SET TASK
Copy out all of the records below, replacing "Tag" with "Mark" wherever it occurs and changing nothing else.
— Begin RAW DATA —
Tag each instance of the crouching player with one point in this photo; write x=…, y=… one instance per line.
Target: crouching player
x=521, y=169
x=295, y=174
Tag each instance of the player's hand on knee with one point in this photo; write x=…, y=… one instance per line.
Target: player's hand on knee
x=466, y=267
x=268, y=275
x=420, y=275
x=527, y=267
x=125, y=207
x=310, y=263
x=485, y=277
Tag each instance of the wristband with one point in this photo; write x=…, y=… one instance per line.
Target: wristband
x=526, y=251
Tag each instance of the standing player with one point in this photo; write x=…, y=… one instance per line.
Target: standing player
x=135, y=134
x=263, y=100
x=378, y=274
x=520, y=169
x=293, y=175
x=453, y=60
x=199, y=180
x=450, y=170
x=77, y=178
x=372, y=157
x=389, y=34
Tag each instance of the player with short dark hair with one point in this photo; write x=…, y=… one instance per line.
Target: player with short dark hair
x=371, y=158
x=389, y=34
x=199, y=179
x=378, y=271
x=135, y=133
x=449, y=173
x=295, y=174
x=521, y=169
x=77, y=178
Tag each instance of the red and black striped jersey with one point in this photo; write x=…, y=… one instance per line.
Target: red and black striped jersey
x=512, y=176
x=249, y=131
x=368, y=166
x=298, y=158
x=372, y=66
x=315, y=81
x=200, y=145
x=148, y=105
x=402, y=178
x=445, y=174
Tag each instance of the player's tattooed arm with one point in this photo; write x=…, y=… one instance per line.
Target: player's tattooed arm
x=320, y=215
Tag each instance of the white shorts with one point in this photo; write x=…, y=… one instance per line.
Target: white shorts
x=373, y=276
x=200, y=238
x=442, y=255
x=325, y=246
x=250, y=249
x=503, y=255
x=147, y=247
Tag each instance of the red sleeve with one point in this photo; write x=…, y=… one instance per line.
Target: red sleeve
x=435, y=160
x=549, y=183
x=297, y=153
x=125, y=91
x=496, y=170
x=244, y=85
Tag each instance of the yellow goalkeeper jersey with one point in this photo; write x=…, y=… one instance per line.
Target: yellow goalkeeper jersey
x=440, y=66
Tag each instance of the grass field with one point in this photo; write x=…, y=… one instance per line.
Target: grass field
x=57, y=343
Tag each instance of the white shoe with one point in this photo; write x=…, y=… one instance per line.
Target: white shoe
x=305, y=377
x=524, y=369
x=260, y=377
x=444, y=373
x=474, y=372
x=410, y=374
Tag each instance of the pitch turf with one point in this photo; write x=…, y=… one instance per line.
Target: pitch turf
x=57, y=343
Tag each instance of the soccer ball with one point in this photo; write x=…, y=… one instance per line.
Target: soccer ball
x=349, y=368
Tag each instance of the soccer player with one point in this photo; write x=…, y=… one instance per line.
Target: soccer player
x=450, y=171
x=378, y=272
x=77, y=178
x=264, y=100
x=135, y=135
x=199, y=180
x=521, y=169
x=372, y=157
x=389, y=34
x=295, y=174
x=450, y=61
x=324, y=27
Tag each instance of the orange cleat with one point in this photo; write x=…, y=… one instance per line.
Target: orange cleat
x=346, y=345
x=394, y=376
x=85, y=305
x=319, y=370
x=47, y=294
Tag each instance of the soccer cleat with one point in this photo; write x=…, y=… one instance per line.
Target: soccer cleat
— End RAW DATA —
WORKED ANSWER
Mark each instance of the crouching player with one point in this photo; write x=…, y=… one instance per line.
Target: crouching player
x=521, y=169
x=295, y=174
Mark each instance of the player's hand on knee with one point in this photo; write x=…, y=… one instance per line.
Target: player's hand on knee
x=466, y=267
x=268, y=275
x=420, y=275
x=527, y=267
x=125, y=207
x=310, y=263
x=485, y=277
Mark each instance of the wristband with one point in this photo; write x=…, y=… one instance per line.
Target: wristband
x=526, y=251
Mark each instance of the standing player with one point in this photo; write x=…, y=… one instance per line.
Target: standing player
x=135, y=134
x=263, y=100
x=378, y=274
x=520, y=169
x=293, y=175
x=453, y=60
x=199, y=180
x=450, y=170
x=77, y=178
x=372, y=157
x=389, y=34
Mark each instance of the player with short dark hair with one point in this photo; write x=…, y=… one instance per line.
Target: player with short dark hair
x=371, y=158
x=389, y=34
x=199, y=179
x=378, y=271
x=135, y=133
x=449, y=173
x=295, y=174
x=521, y=169
x=77, y=178
Mark each instance of the red and black striped jersey with one point in this photo; write x=…, y=… one instance per line.
Target: red and black striped jersey
x=512, y=176
x=249, y=131
x=368, y=166
x=298, y=158
x=372, y=66
x=315, y=81
x=200, y=145
x=148, y=105
x=402, y=178
x=445, y=174
Mark each instance of the player's tattooed arm with one point in this photo; write x=…, y=… one instance per line.
Target: player's tattooed arm
x=320, y=215
Mark each instance of the white shorts with one point in this photo; write x=…, y=… one instance per line.
Target: white shorts
x=373, y=276
x=200, y=238
x=442, y=255
x=325, y=246
x=250, y=249
x=503, y=255
x=147, y=247
Mark each instance of the red sleeve with one point in this photo; write x=…, y=… one instance per line.
Target: red sleeve
x=435, y=160
x=549, y=183
x=297, y=153
x=125, y=91
x=496, y=170
x=244, y=85
Mark each instance of the yellow goalkeeper jersey with one point in this photo; write x=…, y=… one instance per line.
Target: yellow goalkeeper jersey
x=440, y=66
Mark each instance of the grass field with one point in this photo; write x=…, y=… one instance per line.
Target: grass field
x=57, y=343
Mark each instance of the white shoe with one point in this photo; write x=…, y=… one instance per line.
Target: white shoe
x=305, y=377
x=524, y=369
x=260, y=377
x=444, y=373
x=474, y=372
x=410, y=374
Mark each instance of the pitch turf with one point in this photo; write x=…, y=… one instance per line.
Target: pitch turf
x=57, y=343
Mark each instance of the soccer ball with one point in this photo; write x=…, y=… one instance per line.
Target: soccer ball
x=349, y=368
Mark each instance of the soccer player with one point in this photo; write x=…, y=… one instance per line.
Target: soccer player
x=450, y=171
x=378, y=272
x=77, y=178
x=264, y=100
x=135, y=135
x=199, y=180
x=521, y=169
x=372, y=157
x=389, y=34
x=295, y=174
x=450, y=61
x=324, y=27
Mark each instance of the orange cleat with one point in this photo; write x=…, y=… one instance per line.
Target: orange cleat
x=346, y=345
x=394, y=376
x=85, y=305
x=319, y=370
x=47, y=294
Mark each instance of the soccer cleat with one point in this photo; write x=…, y=… one instance per line.
Target: soccer cleat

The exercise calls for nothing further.